(Required task):
Copy out the rows below word for word, beginning with the line that contains "of the stone" and continuing through the last of the rows.

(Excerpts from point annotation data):

┏━━

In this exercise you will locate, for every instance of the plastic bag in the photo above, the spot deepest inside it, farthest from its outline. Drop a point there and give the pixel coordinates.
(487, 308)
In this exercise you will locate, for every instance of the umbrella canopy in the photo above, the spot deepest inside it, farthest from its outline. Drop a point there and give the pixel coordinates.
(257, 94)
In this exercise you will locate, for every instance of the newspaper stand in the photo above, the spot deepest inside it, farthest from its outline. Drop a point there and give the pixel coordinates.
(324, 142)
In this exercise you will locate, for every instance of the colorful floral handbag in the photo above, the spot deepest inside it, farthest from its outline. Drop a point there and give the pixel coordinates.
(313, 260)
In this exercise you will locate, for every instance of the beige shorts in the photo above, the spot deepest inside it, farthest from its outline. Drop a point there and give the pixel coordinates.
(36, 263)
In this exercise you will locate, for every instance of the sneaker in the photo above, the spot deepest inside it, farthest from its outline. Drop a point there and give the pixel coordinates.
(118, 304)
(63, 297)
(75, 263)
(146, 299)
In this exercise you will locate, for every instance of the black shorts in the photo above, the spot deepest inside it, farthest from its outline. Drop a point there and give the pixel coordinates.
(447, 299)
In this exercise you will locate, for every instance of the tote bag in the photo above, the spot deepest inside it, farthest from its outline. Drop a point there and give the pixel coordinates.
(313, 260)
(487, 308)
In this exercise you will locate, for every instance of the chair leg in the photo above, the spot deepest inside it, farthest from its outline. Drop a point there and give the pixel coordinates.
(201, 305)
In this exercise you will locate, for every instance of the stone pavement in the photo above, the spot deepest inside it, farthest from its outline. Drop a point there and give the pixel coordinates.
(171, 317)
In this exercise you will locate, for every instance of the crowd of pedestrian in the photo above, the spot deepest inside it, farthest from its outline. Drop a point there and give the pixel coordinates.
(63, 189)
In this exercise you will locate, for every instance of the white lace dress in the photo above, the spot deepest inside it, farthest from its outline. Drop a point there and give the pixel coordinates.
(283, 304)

┗━━

(The answer):
In this exercise you will locate, for every instance of the stone pavement in the photo above, the spot deepest inside it, farthest from its outline. Drop a point there and give the pixel coordinates.
(171, 317)
In this exercise you will locate, for every instance of the crowd of pedestrian in the photo above, the spot deepest inside it, farthest from its outline. Drop a point there and give the pixel coordinates.
(63, 189)
In this exercise you will locate, for every instance of the white lace dress in the photo above, the spot deepest inside it, farthest from its outline. Drop a point there and give the pixel coordinates.
(283, 304)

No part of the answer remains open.